What is asked — Can you write out the material below again, swapping every "Lookup" for "Query" and keeping everything else the same? Leave the pictures out.

>> begin Raw data

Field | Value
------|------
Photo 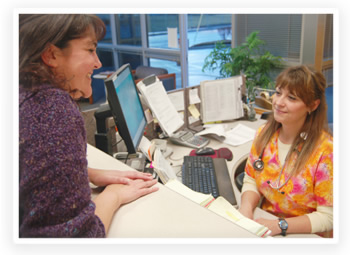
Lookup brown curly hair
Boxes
[19,14,106,90]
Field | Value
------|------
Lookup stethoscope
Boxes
[253,148,291,195]
[253,132,307,195]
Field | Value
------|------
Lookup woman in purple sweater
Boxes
[19,14,157,237]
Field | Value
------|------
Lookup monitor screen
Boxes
[105,64,147,154]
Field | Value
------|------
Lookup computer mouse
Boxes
[196,147,215,156]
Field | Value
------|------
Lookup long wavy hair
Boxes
[19,14,106,90]
[256,65,329,175]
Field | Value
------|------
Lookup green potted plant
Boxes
[202,31,283,100]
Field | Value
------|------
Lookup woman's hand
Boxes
[94,179,159,233]
[103,179,159,205]
[88,168,153,187]
[255,218,281,236]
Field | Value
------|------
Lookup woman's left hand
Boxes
[255,218,281,236]
[88,168,153,187]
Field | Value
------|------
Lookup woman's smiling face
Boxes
[272,87,310,125]
[54,28,102,99]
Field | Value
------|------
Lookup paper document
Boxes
[200,76,244,123]
[197,123,256,146]
[224,123,256,146]
[139,136,152,161]
[153,148,176,184]
[168,90,185,111]
[137,80,184,136]
[165,179,271,237]
[189,89,201,104]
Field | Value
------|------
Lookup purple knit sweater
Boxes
[19,85,105,237]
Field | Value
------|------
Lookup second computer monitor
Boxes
[105,64,147,154]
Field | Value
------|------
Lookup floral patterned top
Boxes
[245,127,333,218]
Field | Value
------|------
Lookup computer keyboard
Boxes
[182,156,219,198]
[182,156,237,205]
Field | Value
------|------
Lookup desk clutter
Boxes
[165,180,271,237]
[189,147,233,161]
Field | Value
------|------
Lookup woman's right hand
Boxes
[94,179,159,233]
[103,179,159,206]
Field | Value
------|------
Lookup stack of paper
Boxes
[165,179,271,237]
[200,75,244,123]
[137,80,184,136]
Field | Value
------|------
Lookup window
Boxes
[115,14,141,46]
[98,14,333,88]
[234,14,303,62]
[187,14,232,86]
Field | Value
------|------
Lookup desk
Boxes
[87,120,317,238]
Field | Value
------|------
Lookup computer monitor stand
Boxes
[113,152,146,172]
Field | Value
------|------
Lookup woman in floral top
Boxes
[240,66,333,235]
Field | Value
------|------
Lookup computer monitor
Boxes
[105,64,147,154]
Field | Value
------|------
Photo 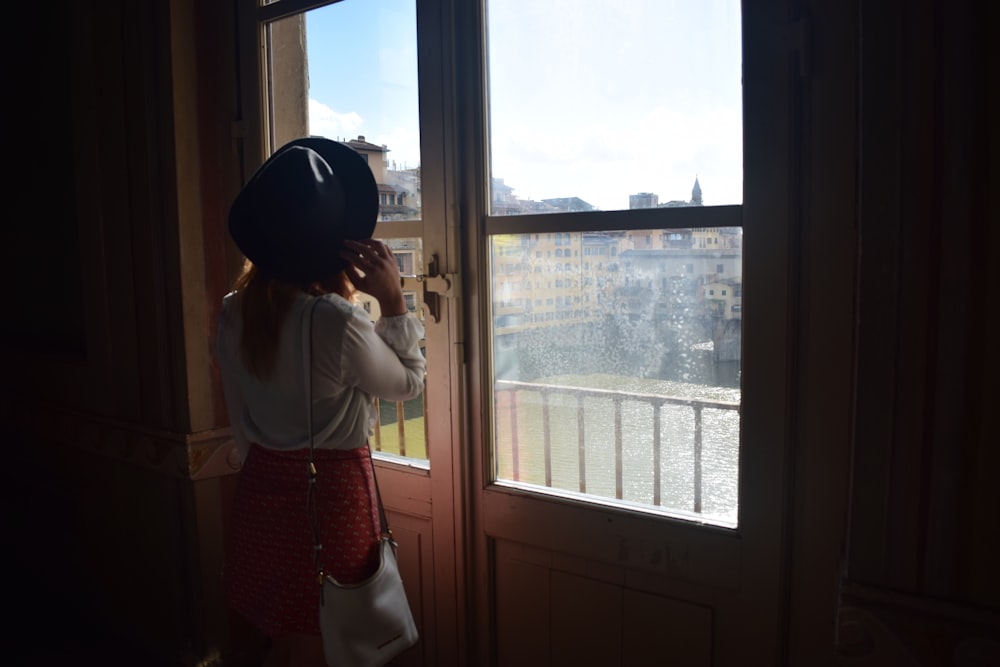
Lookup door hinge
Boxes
[416,254,461,322]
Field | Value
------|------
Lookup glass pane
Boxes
[488,0,743,215]
[265,0,427,463]
[267,0,421,221]
[361,238,427,461]
[491,228,743,526]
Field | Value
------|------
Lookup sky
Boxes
[306,0,743,210]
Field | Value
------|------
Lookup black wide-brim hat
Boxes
[229,137,378,285]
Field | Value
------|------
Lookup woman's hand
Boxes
[340,239,406,317]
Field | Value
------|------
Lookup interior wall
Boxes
[0,0,246,665]
[841,0,1000,664]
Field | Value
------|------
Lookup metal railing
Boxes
[494,380,740,513]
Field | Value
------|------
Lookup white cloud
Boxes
[309,98,364,139]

>> end Raw data

Answer to the task —
Field | Value
------|------
Photo 
Query brown curly hair
Boxes
[19,14,106,90]
Field | Value
------|------
Query stethoscope
Boxes
[253,148,291,195]
[253,132,307,195]
Field | Value
------|------
Query woman in purple sweater
Boxes
[19,14,157,237]
Field | Value
------|------
Query monitor screen
Boxes
[105,64,147,154]
Field | Value
------|------
Query computer mouse
Boxes
[196,147,215,156]
Field | Value
------|------
Query long wavy hair
Boxes
[19,14,106,90]
[256,65,329,175]
Field | Value
------|------
Query green potted plant
Boxes
[202,31,283,100]
Field | Value
------|------
Query woman's hand
Boxes
[94,179,159,233]
[103,179,159,205]
[88,168,153,187]
[255,218,281,236]
Field | Value
------|------
Query woman's left hand
Boxes
[255,218,281,236]
[88,168,153,187]
Field | Value
------|------
Query woman's smiling face
Boxes
[272,87,310,125]
[54,28,102,99]
Field | Value
------|------
Query paper document
Boxes
[200,76,244,123]
[197,123,256,146]
[224,123,256,146]
[139,136,152,161]
[153,148,176,184]
[168,90,185,111]
[137,80,184,136]
[165,179,271,237]
[189,89,201,104]
Field | Value
------|------
Query purple knit sweater
Boxes
[19,85,105,237]
Field | Value
------|------
Query second computer monitor
Boxes
[105,64,147,154]
Field | Value
------|------
Query floral patterned top
Boxes
[245,127,333,218]
Field | Value
------|------
Query computer keyboard
Boxes
[182,156,219,198]
[182,156,237,205]
Field | Value
------|------
Query desk clutter
Boxes
[165,180,271,237]
[189,147,233,161]
Field | Value
------|------
Query woman's right hand
Boxes
[94,179,159,233]
[103,179,159,206]
Field | Value
------|------
Query stack of paper
Boxes
[165,179,271,237]
[200,75,244,123]
[137,80,184,136]
Field | Value
------|------
Query window
Boxes
[115,14,141,46]
[98,14,333,88]
[234,14,303,62]
[187,14,232,86]
Field | Value
------|------
Query desk
Boxes
[87,120,317,238]
Field | Value
------|------
Query computer monitor stand
Boxes
[113,152,146,172]
Field | Value
------|------
Query woman in floral top
Boxes
[240,66,333,235]
Field | Value
------|------
Query computer monitor
Boxes
[105,64,147,154]
Field | Value
------|------
Photo 
Query door hinge
Boxes
[416,254,461,322]
Field | Value
------|------
Query glass pane
Boxes
[488,0,743,215]
[265,0,427,463]
[267,0,421,221]
[361,238,427,461]
[491,228,743,526]
Field | Value
------|------
Query sky
Boxes
[306,0,743,210]
Field | Value
------|------
Query black wide-brim hat
Boxes
[229,137,378,285]
Field | Value
------|------
Query woman's hand
Boxes
[340,239,406,317]
Field | Value
------|------
Query interior wall
Boxes
[0,0,246,665]
[841,0,1000,664]
Field | Value
------|------
Query metal railing
Boxes
[494,380,740,513]
Field | Value
------|------
Query white cloud
Boxes
[309,98,364,139]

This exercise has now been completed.